» **Instruksi**:
Jawablah pertanyaan berikut berdasarkan teks tentang Kode Etik Jurnalistik di bawah. Tandai setiap jawaban dengan huruf yang sama.
(a) Menurut M. Alwi Dahlan, berapa banyak fungsi Kode Etik Jurnalistik bagi wartawan?
(b) Asas apa yang diterapkan wartawan Indonesia saat memberitakan?
(c) Apa yang tidak diterima wartawan Indonesia menurut butir terakhir kode etik?

» **Dokumen**:
· · · ·

Menurut M. Alwi Dahlan, Kode Etik Jurnalistik bagi wartawan memiliki lima fungsi, yaitu (1) melindungi keberadaan seorang profesional dalam berkiprah di bidangnya; (2) melindungi masyarakat dari malapraktik oleh praktisi yang kurang profesional; (3) mendorong persaingan sehat antarpraktisi; (4) mencegah kecurangan antarrekan profesi; dan (5) mencegah manipulasi informasi oleh narasumber.
2. Kode Etik Jurnalistik
Untuk menjamin kemerdekaan pers dan memenuhi hak publik untuk memperoleh informasi yang benar, wartawan Indonesia memerlukan landasan moral dan etika profesi sebagai pedoman operasional dalam menjaga kepercayaan publik dan menegakkan integritas serta profesionalisme. Atas dasar itu, wartawan Indonesia menetapkan dan menaati Kode Etik Jurnalistik:
- Wartawan Indonesia bersikap independen, menghasilkan berita yang akurat, berimbang, dan tidak beriktikad buruk.
- Wartawan Indonesia menempuh cara-cara yang profesional dalam melaksanakan tugas jurnalistik.
- Wartawan Indonesia selalu menguji informasi, memberitakan secara berimbang, tidak mencampurkan fakta dan opini yang menghakimi, serta menerapkan asas praduga tak bersalah.
- Wartawan Indonesia tidak membuat berita bohong, fitnah, sadis, dan cabul.
- Wartawan Indonesia tidak menyebutkan dan menyiarkan identitas korban kejahatan susila dan tidak menyebutkan identitas anak yang menjadi pelaku kejahatan.
- Wartawan Indonesia tidak menyalahgunakan profesi dan tidak menerima suap.

· · · ·

(Entri penunjuk objek bernama)
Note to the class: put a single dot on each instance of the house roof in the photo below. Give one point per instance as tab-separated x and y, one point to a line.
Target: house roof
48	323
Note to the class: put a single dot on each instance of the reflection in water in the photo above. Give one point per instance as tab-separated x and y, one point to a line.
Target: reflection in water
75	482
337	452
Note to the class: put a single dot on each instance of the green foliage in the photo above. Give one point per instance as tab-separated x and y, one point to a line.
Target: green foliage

· · · ·

» **Jawaban Latihan**:
(a) Lima fungsi.
(b) Asas praduga tak bersalah.
(c) Suap.